- Your objective -
Copy out the lines of the listing, starting with the line that contains "# test: pointer marks one dot per instance of the mountain" and continuing through the final line of the listing.

* Begin Data for processing *

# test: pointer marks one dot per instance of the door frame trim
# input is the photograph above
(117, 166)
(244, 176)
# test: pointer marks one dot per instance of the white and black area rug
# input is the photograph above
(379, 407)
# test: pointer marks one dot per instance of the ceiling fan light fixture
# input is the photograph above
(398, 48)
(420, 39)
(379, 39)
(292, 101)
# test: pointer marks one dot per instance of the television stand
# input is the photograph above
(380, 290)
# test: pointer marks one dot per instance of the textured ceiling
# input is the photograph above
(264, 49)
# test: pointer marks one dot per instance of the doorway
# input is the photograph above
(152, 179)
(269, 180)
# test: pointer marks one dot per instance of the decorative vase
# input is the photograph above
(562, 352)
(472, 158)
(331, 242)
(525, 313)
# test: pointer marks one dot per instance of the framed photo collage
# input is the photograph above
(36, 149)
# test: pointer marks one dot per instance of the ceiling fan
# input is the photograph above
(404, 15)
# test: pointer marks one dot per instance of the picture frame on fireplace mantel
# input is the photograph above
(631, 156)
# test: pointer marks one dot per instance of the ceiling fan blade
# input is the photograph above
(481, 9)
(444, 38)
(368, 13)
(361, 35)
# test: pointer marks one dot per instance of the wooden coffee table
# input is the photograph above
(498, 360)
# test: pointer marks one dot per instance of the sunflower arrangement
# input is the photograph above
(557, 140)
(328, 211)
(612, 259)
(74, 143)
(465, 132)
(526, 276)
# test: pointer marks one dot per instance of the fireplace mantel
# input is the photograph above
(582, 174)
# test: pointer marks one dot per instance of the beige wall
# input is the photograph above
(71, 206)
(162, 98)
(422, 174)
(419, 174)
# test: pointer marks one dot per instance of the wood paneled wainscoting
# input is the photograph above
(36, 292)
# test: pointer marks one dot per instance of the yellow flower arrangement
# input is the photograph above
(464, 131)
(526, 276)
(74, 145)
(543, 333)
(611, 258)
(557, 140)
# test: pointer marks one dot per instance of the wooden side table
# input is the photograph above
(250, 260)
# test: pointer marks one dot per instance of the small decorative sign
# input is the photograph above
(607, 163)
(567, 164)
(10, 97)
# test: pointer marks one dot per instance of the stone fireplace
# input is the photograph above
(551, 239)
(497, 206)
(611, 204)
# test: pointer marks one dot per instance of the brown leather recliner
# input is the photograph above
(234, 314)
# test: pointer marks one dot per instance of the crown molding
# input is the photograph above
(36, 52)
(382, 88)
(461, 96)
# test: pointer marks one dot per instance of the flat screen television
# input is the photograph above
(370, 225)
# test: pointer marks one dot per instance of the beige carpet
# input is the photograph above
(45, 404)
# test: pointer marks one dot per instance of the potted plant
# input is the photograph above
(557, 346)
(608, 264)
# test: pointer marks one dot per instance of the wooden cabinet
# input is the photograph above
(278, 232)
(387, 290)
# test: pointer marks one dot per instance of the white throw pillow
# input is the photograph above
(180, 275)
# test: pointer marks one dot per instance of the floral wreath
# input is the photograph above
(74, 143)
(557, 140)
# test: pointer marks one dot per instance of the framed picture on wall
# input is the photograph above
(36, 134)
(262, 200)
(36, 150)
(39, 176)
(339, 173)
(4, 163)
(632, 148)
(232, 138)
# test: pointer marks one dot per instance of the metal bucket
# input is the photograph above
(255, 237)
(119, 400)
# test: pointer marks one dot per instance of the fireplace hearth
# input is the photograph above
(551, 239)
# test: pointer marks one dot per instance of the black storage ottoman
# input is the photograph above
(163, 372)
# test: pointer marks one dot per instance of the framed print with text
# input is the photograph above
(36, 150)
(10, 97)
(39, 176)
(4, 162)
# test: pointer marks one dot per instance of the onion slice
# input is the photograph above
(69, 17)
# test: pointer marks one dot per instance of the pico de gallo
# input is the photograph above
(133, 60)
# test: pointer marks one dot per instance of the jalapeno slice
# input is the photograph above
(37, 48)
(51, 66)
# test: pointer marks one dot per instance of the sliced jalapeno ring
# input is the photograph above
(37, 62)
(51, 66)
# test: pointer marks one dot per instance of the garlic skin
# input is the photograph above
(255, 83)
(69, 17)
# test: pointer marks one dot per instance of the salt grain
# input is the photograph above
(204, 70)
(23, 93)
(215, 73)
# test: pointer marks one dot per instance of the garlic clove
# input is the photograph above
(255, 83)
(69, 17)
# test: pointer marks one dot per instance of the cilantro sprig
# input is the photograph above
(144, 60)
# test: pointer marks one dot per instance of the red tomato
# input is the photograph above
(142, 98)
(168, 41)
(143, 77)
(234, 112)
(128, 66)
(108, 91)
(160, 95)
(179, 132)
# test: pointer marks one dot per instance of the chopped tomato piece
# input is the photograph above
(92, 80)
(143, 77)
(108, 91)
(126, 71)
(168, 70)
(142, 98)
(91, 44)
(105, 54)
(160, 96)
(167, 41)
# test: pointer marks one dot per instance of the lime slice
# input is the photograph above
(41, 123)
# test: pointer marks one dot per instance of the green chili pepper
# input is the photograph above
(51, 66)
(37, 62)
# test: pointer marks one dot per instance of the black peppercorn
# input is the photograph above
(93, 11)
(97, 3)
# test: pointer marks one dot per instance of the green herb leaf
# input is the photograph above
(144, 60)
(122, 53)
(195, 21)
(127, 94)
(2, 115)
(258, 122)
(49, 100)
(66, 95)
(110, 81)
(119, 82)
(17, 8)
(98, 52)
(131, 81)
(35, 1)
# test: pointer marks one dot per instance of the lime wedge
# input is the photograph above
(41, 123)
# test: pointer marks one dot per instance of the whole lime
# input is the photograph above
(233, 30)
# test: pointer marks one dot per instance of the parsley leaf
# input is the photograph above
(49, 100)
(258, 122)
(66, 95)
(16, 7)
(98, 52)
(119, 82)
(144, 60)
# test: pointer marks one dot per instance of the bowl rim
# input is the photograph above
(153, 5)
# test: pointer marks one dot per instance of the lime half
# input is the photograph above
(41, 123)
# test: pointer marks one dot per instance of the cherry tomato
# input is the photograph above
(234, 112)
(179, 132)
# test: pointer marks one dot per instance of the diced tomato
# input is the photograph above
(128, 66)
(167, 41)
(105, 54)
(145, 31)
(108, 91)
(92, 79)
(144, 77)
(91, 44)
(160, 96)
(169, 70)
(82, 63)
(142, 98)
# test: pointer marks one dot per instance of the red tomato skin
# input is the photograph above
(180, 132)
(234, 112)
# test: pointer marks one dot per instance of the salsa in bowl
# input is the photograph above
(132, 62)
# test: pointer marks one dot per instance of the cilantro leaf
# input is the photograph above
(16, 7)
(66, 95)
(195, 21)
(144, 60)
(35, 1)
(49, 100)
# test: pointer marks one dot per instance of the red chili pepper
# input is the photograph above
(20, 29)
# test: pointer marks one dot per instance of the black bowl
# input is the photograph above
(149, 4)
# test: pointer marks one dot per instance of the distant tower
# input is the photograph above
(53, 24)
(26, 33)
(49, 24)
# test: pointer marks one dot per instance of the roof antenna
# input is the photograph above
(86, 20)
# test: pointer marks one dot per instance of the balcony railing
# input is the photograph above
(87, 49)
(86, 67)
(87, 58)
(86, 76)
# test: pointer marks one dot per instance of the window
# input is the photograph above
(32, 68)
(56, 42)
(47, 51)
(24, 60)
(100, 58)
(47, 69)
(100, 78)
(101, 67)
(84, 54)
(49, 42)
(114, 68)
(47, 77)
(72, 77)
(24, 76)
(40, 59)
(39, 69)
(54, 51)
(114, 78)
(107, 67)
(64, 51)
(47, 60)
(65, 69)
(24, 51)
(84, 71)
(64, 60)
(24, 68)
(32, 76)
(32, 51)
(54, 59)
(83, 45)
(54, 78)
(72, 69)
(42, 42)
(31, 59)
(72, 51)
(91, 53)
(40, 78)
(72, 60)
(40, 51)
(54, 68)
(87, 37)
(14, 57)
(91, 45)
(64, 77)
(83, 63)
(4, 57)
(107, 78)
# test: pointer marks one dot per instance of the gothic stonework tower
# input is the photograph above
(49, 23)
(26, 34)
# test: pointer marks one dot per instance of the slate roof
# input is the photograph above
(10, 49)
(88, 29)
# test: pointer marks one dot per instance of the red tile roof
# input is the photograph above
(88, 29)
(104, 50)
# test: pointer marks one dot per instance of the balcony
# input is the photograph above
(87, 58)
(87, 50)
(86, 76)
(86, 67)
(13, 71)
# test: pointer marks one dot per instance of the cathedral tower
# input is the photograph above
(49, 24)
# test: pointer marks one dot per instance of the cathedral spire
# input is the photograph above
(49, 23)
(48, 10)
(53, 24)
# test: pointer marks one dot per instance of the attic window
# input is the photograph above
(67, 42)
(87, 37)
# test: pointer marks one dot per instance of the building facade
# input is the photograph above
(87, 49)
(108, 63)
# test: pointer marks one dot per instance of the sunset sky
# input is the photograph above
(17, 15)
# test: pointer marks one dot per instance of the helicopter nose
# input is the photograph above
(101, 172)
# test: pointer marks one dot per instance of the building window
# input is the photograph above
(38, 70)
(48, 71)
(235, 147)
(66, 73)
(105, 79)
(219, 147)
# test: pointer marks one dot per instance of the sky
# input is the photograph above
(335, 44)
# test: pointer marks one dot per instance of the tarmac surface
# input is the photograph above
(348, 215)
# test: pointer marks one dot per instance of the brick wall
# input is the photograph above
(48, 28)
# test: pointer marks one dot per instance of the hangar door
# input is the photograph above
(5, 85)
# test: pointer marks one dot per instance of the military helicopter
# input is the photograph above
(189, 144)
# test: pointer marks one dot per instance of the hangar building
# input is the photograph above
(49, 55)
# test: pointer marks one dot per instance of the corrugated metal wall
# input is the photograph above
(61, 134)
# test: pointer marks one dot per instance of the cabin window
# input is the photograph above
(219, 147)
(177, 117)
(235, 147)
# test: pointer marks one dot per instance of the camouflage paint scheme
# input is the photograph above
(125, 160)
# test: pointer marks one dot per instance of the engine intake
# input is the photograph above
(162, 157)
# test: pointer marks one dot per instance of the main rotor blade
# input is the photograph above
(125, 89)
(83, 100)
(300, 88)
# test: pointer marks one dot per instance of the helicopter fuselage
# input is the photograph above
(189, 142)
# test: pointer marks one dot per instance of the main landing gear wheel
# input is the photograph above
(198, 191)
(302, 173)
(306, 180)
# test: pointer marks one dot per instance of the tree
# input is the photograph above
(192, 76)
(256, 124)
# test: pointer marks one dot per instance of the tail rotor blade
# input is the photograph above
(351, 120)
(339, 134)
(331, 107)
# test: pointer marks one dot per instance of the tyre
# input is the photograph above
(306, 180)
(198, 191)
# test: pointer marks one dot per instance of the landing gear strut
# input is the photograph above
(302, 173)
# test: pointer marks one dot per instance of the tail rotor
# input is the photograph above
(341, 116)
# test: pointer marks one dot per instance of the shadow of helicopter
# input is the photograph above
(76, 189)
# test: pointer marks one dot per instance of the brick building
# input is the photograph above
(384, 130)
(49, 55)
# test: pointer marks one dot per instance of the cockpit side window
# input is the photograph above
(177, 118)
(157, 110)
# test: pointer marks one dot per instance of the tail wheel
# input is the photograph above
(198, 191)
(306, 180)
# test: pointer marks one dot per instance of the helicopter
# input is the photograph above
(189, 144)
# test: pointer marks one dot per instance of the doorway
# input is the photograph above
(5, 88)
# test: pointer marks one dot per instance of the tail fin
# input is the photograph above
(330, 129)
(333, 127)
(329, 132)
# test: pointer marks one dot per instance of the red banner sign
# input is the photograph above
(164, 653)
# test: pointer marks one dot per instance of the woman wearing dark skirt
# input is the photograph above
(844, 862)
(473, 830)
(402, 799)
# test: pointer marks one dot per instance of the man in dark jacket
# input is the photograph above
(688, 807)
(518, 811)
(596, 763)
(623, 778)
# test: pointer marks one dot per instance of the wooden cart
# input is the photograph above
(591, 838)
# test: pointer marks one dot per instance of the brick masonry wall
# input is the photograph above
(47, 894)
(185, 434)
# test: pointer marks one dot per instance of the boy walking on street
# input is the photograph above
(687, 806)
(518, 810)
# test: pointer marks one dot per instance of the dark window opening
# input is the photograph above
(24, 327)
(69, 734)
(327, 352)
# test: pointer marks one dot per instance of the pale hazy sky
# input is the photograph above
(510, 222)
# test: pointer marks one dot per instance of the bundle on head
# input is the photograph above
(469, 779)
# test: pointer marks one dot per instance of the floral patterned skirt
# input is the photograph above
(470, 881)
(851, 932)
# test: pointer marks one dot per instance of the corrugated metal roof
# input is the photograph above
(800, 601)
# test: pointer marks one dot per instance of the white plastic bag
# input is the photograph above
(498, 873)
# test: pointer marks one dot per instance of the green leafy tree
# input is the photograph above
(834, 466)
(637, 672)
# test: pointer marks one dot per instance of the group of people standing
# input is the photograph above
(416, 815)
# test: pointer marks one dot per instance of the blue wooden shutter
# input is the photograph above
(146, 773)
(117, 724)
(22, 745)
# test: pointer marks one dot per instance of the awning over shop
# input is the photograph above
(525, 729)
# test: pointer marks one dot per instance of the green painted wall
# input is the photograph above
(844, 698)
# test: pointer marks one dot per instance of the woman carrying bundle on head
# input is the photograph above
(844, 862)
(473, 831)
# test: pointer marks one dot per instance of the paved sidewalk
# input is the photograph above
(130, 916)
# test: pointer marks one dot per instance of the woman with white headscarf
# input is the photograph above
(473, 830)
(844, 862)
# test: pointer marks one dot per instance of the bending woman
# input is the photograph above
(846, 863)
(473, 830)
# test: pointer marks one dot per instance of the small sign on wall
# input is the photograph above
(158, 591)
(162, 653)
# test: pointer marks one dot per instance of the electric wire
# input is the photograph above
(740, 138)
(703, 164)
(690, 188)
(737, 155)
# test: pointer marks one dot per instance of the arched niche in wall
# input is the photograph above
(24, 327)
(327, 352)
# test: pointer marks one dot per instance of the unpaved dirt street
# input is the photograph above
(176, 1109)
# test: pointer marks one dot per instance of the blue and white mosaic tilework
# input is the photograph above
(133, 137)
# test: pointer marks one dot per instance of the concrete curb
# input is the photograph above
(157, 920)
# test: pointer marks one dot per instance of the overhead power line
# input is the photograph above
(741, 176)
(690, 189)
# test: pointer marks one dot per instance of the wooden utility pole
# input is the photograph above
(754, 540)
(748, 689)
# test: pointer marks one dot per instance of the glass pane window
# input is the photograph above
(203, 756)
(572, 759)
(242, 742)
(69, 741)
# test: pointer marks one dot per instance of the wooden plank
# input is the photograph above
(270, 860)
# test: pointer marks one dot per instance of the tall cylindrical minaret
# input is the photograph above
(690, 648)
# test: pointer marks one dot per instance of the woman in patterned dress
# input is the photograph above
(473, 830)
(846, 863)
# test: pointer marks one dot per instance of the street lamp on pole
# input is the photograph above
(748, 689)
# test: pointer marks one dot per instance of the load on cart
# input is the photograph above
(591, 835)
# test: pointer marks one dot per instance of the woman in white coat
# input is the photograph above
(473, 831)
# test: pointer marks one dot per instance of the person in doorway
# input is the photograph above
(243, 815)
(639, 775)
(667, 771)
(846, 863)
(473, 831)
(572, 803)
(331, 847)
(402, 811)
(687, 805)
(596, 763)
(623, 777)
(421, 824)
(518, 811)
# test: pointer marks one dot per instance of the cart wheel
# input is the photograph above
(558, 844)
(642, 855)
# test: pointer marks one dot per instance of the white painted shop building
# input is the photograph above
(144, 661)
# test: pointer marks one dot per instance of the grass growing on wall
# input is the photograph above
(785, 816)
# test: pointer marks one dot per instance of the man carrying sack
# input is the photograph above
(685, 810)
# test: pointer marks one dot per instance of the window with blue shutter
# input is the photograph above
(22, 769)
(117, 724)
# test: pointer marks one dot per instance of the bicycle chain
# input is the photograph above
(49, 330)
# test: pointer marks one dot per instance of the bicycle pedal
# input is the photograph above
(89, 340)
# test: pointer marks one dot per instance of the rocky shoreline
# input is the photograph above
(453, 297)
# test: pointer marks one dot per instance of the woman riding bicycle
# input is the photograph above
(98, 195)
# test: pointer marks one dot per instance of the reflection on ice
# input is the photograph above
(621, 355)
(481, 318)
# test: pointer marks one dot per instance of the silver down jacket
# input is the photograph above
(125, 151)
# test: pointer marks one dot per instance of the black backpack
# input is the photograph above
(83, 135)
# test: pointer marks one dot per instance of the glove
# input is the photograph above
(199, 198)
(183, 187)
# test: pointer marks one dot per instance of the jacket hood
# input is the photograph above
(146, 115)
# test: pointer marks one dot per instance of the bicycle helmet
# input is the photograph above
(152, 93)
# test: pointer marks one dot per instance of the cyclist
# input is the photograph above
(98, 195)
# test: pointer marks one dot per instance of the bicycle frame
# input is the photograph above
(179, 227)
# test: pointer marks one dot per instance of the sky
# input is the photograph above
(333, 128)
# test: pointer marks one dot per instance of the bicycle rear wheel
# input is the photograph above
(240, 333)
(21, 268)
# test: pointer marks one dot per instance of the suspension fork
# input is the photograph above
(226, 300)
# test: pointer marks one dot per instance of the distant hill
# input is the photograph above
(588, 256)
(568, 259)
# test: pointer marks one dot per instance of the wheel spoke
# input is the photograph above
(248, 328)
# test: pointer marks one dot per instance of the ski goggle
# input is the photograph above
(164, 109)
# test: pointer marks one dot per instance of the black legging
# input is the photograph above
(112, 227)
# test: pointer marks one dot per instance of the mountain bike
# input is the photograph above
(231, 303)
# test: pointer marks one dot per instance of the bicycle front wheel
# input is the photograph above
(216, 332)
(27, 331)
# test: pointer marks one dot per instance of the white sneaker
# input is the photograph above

* End Data for processing *

- Worked solution -
# test: pointer marks one dot per instance of the mountain bike
# input is the photograph above
(231, 303)
# test: pointer marks one dot per instance of the bicycle front wheel
# input is the photograph above
(216, 332)
(27, 331)
# test: pointer marks one dot per instance of the white sneaker
# input is the photograph above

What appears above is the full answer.